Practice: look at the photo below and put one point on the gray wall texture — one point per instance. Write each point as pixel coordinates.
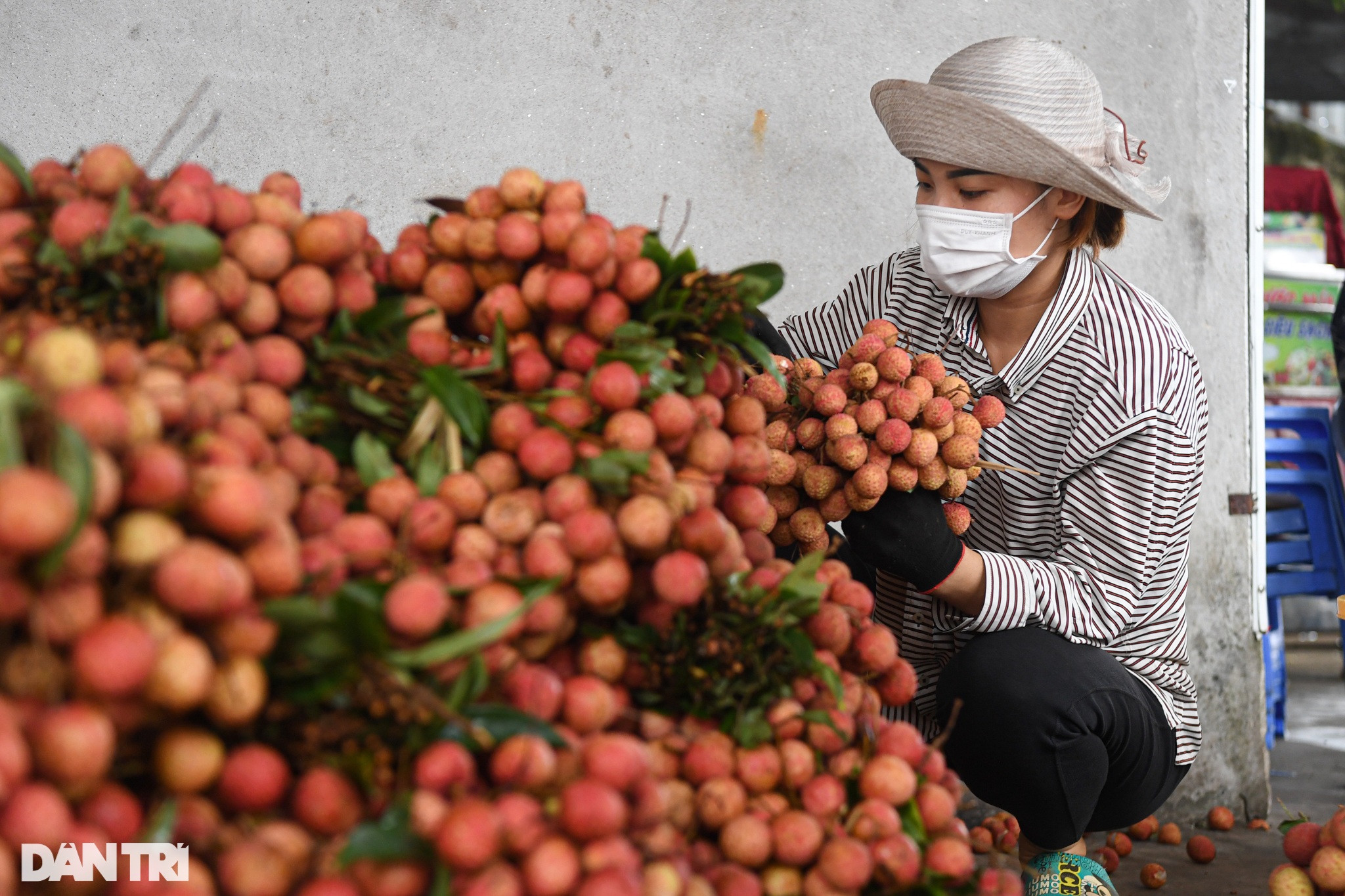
(757, 110)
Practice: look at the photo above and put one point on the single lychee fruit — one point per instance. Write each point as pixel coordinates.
(1201, 849)
(1153, 876)
(959, 521)
(961, 452)
(989, 412)
(923, 448)
(1220, 819)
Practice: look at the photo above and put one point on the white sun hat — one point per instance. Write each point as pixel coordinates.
(1023, 108)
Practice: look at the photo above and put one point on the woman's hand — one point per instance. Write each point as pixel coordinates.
(908, 536)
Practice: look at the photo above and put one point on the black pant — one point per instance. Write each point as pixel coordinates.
(1059, 734)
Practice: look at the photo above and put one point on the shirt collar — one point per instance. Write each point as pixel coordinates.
(1053, 330)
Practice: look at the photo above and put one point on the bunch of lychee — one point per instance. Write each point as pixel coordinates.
(1315, 859)
(147, 644)
(881, 419)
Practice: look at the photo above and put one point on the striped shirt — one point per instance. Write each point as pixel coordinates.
(1106, 400)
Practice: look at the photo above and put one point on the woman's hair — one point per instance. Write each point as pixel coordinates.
(1098, 226)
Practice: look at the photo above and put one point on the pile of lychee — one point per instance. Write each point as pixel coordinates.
(136, 671)
(1315, 859)
(881, 419)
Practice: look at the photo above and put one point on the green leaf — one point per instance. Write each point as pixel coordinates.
(430, 471)
(299, 613)
(464, 643)
(655, 251)
(10, 160)
(373, 459)
(682, 265)
(912, 822)
(802, 580)
(387, 839)
(462, 400)
(830, 679)
(751, 729)
(763, 356)
(470, 685)
(359, 616)
(51, 255)
(611, 471)
(499, 345)
(443, 882)
(634, 331)
(14, 399)
(70, 461)
(502, 721)
(386, 313)
(761, 281)
(801, 647)
(369, 403)
(119, 226)
(160, 826)
(187, 246)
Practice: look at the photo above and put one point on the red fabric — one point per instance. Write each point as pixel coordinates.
(1308, 190)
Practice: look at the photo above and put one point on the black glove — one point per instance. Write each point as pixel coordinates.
(761, 327)
(908, 536)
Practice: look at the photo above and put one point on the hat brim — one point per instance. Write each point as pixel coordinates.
(927, 121)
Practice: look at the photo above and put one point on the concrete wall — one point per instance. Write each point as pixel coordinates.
(753, 109)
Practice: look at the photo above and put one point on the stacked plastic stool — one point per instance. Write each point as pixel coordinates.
(1305, 531)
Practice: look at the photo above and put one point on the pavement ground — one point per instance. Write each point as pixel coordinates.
(1308, 775)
------------------------------------------------------------
Exercise objective: Return the records exactly. Don't carry the pictures over.

Solution for this task:
Practice: look at the photo below and put one point on the gray wall texture — one point per instance. Write each point as pixel coordinates.
(757, 110)
Practice: look at the photo above and put one point on the single lychee fruit — one point per instance. Write each point as pixel coordinates.
(1201, 849)
(1153, 876)
(959, 521)
(961, 452)
(989, 412)
(923, 448)
(1220, 819)
Practice: look at the photo above and put one point on the white sun hat — one point per instance. Write each point as pixel coordinates.
(1023, 108)
Practice: look at the photo above and put one point on the woman's hand — one point per instance. Write each point as pixel coordinates.
(908, 536)
Practice: look at the photo above and put one point on the black pant — one point per instance. Write each point as pixel coordinates.
(1059, 734)
Practice: look at the photo above and put one point on the shirt collar — one point per instance. Write each point as pixel coordinates.
(1053, 330)
Practice: look at the photo above and put one point on the bunch of lychee — one point per instance. Write each point as pixel coordinates.
(1315, 859)
(147, 644)
(881, 419)
Practice: look at the photo above and put one point on the striped shirt — one point per instance. Write each point as pixel coordinates.
(1106, 400)
Practice: look at the photo above and put one point on the woman's hair — one point per instance. Write each point as pixel coordinates.
(1098, 226)
Practice: look at the photo above and put one point on the pile of lychee — one point per instance. Write each point as pixel coordinates.
(136, 671)
(1315, 859)
(881, 419)
Practice: look at the photo above and put one point on the green leaf — one point per instance. Write each point as pixel coordinates.
(430, 471)
(299, 613)
(464, 643)
(655, 251)
(10, 160)
(373, 459)
(682, 265)
(912, 822)
(802, 580)
(387, 839)
(462, 400)
(830, 679)
(751, 729)
(763, 356)
(470, 685)
(359, 616)
(51, 255)
(611, 471)
(499, 345)
(443, 882)
(634, 331)
(14, 399)
(70, 461)
(502, 721)
(386, 313)
(761, 281)
(801, 647)
(369, 403)
(119, 226)
(160, 826)
(187, 246)
Practice: look at the photo above and put one point on the red fabric — one point per instance. Write each point as pixel coordinates.
(1308, 190)
Practice: look at the photo above and put one point on the black glove — one point per instance. Write each point as pixel coordinates.
(761, 327)
(908, 536)
Practice: look at the photo above and put one point on the hat brim — one point per instance. Write each point as pixel coordinates.
(927, 121)
Practice: look at the photo above and put one point on the concrete wall — one point per instance. Write each point as pixel coordinates.
(753, 109)
Practice: look at the photo above and put one point on the stacked plastic stool — one point per instance. Write each point as pixel coordinates.
(1305, 531)
Practice: look at the photo above and put one point on the pavement ground — one point per instance. Write each point as pixel coordinates.
(1308, 775)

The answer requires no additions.